§ Aim: Pick out each line of the material below that contains the word "sign" and copy it.

============================================================

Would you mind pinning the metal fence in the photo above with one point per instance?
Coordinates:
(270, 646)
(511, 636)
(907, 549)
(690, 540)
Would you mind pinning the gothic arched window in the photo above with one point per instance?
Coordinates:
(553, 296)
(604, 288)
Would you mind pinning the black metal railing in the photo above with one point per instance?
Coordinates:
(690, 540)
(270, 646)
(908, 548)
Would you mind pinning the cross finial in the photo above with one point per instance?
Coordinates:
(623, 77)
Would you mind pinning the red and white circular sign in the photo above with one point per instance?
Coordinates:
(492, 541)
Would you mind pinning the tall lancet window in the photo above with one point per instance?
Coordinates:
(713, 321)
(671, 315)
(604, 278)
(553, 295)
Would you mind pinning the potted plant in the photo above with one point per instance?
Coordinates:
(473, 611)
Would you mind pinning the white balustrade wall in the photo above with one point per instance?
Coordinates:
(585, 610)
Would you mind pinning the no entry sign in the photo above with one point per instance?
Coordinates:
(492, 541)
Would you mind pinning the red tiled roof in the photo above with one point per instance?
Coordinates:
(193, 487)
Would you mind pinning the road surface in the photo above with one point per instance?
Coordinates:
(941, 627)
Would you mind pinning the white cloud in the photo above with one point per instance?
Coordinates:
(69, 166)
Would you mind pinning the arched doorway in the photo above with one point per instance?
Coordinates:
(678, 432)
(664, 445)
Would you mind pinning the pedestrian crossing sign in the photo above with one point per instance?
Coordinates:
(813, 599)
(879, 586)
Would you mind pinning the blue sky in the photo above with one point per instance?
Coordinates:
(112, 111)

============================================================

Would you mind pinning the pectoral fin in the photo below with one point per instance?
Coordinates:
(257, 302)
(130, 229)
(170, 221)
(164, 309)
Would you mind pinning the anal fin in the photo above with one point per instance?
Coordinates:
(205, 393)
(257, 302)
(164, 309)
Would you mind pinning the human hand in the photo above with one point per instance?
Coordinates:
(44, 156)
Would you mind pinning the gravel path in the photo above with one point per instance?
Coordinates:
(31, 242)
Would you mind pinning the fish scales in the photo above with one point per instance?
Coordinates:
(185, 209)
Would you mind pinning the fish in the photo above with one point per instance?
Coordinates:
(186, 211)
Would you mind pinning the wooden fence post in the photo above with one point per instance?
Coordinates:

============================================================

§ Response to this task:
Would you mind pinning the red and white circular sign in the photo above with one point per instance?
Would you mind pinning the no entry sign in the photo above with one point per instance?
Would you mind pinning the pedestrian crossing sign in the photo above with one point per instance?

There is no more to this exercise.